» Stated problem: From the line containing "Kindly put a point on every instance of the bare" through the last line of the data, return those lines exactly as written and nothing more.

┄┄┄┄┄┄┄┄┄┄

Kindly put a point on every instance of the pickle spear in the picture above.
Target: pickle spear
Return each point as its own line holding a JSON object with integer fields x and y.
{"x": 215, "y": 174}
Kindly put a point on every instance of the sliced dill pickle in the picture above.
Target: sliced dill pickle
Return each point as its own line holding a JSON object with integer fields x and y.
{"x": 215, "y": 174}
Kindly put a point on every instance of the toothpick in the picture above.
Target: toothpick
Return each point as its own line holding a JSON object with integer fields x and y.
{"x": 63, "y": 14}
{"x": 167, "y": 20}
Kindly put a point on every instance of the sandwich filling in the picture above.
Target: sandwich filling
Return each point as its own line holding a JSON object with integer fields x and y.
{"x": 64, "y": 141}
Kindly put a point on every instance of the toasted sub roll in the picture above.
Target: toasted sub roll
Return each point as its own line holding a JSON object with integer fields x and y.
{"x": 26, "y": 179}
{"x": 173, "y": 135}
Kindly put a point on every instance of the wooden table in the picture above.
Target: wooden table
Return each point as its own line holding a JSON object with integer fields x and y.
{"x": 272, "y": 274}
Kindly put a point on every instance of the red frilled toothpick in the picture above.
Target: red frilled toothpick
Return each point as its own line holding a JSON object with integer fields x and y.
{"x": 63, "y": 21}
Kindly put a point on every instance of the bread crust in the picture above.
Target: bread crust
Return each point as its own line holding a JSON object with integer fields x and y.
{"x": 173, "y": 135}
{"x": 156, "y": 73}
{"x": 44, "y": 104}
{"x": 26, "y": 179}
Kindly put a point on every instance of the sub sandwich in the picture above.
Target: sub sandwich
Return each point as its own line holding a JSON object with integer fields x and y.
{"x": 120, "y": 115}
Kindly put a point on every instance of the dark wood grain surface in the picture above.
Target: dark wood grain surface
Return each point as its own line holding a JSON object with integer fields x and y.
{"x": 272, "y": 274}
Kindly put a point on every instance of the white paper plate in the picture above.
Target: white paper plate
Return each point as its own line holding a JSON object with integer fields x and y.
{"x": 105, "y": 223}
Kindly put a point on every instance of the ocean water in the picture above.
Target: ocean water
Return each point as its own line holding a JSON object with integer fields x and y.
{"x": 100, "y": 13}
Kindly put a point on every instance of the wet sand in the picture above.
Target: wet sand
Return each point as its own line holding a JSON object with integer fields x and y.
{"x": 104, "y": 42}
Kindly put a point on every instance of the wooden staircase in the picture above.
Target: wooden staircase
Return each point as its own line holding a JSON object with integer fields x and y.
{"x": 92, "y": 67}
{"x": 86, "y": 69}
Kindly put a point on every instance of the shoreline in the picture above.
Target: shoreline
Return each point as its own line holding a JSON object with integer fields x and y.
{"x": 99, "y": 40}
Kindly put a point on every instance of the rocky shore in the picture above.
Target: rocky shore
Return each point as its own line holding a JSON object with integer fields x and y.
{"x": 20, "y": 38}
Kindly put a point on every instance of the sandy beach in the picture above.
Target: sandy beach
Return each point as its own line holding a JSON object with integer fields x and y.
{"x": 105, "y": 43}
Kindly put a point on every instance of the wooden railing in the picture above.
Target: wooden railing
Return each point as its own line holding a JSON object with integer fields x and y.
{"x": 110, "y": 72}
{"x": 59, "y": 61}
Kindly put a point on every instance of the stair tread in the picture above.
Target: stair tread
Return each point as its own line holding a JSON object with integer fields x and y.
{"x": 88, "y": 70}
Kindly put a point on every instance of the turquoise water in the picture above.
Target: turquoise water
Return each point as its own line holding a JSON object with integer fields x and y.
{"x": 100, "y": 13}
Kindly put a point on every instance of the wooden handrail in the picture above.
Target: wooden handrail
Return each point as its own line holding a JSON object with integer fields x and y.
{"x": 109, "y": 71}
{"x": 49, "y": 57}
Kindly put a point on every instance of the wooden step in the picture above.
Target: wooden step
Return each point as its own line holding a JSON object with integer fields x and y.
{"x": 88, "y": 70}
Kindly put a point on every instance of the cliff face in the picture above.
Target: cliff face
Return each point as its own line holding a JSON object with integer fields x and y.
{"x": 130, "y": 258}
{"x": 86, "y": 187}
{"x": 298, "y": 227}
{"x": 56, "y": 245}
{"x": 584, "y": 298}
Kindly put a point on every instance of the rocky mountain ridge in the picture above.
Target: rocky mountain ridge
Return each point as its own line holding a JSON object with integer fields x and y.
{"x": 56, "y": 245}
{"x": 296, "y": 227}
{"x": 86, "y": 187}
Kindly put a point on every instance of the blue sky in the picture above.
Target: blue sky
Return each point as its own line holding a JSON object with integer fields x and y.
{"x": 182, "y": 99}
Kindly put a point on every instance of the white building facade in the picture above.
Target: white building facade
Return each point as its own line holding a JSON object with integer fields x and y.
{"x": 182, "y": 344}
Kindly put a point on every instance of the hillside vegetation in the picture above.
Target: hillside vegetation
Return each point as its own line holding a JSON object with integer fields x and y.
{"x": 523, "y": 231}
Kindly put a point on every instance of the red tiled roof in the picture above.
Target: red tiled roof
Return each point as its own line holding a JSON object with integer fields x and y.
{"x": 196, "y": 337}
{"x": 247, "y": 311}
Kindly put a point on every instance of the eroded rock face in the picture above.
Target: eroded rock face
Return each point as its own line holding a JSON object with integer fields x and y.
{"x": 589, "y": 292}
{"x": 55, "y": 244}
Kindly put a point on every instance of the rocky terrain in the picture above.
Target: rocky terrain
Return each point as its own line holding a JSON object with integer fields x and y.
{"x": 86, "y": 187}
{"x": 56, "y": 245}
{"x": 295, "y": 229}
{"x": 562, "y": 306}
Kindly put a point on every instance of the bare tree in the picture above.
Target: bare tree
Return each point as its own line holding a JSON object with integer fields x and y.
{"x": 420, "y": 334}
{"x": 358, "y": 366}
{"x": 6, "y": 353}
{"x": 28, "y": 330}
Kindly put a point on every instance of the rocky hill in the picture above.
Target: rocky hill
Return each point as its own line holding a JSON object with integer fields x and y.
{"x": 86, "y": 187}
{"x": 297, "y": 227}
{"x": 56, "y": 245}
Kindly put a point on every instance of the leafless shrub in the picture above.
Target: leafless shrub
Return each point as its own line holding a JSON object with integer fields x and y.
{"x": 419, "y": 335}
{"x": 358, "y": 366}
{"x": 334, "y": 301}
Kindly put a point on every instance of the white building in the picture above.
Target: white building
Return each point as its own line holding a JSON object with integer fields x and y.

┄┄┄┄┄┄┄┄┄┄

» Right answer:
Kindly put a point on every instance of the bare tree in the picture above.
Target: bare tree
Return each point as its own line holding a JSON object with integer fields x and y.
{"x": 420, "y": 334}
{"x": 358, "y": 366}
{"x": 6, "y": 353}
{"x": 28, "y": 330}
Kindly put a point on every instance of the rocky hill in the picture above.
Target: rocky hill
Return each point as its own line holding a JSON object with integer fields x and y.
{"x": 86, "y": 187}
{"x": 297, "y": 227}
{"x": 56, "y": 245}
Kindly put a point on every instance of the leafless shrub in the picture above.
Target: leafless shrub
Return each point as its own line holding a JSON object with integer fields x and y.
{"x": 419, "y": 335}
{"x": 358, "y": 366}
{"x": 334, "y": 301}
Kindly put a point on every instance of the white building in the picture above.
Target: white building
Return each point as its own line holding a JSON object with integer fields x and y.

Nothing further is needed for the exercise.